-------- Data shown --------

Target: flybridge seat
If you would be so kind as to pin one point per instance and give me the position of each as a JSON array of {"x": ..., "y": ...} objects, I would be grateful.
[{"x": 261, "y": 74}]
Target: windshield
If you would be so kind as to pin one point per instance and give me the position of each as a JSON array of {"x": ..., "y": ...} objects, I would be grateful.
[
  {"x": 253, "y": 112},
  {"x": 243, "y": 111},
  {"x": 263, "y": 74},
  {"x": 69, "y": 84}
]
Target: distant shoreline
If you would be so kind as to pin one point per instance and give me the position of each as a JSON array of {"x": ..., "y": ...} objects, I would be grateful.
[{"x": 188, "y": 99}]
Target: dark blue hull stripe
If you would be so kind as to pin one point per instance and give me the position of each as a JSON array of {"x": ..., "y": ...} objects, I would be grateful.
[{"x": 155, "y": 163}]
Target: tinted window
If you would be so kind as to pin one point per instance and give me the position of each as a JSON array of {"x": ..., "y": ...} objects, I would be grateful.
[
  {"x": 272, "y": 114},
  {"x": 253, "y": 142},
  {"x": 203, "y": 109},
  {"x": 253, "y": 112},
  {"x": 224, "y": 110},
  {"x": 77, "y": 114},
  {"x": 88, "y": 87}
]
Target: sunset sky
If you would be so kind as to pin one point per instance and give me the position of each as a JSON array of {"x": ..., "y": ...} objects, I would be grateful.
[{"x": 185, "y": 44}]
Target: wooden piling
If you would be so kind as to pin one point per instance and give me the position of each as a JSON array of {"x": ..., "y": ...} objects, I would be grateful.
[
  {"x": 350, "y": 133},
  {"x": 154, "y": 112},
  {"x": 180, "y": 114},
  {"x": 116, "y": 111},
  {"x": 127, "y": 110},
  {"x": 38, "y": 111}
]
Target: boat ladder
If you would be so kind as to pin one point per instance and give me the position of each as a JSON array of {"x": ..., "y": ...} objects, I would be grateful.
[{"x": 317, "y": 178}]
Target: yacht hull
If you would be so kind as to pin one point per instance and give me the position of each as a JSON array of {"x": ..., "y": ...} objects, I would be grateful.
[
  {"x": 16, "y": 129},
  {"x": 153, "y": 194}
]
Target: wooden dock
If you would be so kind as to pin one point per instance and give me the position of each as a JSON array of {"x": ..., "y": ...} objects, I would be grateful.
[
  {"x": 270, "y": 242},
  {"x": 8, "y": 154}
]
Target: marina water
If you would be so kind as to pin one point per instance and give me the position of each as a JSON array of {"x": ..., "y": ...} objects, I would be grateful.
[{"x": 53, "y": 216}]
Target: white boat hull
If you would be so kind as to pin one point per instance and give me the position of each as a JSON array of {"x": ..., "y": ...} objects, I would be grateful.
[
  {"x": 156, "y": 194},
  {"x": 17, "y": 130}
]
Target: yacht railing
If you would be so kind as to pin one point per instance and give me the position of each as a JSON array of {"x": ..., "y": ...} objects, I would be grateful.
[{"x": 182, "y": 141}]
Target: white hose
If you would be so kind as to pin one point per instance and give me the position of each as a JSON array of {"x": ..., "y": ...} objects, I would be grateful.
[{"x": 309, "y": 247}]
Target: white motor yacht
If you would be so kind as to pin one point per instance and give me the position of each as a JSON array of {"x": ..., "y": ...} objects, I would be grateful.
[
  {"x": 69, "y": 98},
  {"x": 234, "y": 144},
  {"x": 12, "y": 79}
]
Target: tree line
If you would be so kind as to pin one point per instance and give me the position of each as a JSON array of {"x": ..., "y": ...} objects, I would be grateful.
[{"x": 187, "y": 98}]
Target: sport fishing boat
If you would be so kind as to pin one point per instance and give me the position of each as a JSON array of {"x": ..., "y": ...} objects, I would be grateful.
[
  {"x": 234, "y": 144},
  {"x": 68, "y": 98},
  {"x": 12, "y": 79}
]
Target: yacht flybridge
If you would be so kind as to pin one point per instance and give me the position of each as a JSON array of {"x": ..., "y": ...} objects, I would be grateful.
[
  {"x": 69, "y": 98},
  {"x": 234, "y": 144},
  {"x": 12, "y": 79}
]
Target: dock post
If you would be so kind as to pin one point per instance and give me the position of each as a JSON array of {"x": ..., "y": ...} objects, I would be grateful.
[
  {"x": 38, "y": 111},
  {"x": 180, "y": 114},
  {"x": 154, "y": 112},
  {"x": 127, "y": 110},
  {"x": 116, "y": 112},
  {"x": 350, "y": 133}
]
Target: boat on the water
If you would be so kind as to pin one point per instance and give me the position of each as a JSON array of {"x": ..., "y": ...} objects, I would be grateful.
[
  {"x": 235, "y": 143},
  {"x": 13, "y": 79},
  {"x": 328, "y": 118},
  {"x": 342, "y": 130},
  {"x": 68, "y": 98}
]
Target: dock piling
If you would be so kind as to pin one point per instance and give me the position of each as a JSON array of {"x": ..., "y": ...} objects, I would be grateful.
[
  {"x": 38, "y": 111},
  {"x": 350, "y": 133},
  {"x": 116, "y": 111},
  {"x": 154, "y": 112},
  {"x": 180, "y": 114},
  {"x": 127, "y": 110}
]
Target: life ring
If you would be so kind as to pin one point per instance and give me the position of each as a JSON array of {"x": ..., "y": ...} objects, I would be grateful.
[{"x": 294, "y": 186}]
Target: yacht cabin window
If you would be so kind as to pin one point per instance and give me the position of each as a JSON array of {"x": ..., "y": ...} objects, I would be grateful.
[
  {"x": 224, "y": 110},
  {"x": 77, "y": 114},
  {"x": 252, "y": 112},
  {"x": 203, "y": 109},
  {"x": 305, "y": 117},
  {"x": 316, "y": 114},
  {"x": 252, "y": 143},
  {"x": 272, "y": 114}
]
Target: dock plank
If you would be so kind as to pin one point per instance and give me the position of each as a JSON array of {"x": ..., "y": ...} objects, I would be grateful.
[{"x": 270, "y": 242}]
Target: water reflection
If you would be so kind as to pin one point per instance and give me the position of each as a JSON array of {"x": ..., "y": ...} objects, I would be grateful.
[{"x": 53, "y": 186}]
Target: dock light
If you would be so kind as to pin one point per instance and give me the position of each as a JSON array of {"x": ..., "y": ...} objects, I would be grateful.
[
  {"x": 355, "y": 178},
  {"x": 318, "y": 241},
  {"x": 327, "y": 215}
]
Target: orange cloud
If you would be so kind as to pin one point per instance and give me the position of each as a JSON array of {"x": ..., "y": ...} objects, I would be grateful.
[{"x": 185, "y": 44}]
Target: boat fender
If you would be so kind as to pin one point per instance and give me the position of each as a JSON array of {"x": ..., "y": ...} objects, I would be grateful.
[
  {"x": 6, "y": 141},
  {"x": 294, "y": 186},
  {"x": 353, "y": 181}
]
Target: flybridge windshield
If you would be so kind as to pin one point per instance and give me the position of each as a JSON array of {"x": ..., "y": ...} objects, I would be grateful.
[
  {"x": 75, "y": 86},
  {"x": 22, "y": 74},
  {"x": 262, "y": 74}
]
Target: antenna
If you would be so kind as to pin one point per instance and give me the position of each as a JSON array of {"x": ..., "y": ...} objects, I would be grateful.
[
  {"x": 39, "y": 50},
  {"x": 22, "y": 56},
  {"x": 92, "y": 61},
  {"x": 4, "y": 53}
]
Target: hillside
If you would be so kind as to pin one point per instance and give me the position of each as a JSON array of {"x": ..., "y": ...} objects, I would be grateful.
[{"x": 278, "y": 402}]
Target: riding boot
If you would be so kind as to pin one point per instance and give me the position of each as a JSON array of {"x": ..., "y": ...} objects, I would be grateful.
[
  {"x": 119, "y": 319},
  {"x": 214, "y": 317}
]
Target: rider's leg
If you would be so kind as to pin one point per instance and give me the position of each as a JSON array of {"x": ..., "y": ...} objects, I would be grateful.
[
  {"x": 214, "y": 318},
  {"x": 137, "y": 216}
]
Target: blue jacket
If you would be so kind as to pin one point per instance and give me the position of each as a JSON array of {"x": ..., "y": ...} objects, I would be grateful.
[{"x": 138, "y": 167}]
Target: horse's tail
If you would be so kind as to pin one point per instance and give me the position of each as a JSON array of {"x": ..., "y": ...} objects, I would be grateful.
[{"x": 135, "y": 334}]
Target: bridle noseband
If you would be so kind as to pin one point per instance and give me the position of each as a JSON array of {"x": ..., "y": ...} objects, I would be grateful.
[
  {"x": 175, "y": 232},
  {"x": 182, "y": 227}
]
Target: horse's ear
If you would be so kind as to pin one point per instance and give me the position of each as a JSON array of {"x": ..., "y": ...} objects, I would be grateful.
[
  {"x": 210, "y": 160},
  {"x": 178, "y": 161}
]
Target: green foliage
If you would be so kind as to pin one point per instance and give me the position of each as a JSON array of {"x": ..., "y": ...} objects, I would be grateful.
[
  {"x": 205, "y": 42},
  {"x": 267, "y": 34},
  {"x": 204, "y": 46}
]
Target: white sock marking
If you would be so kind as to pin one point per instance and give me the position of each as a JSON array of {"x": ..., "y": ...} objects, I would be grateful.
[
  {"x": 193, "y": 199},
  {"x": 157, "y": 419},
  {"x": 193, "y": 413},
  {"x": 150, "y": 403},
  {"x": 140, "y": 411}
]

--------

▸ **Work order**
Lines that contain "boat" are to be copied from the records above.

▸ **Your response**
Target: boat ladder
Target: white boat hull
Target: sport fishing boat
Target: boat on the water
Target: boat fender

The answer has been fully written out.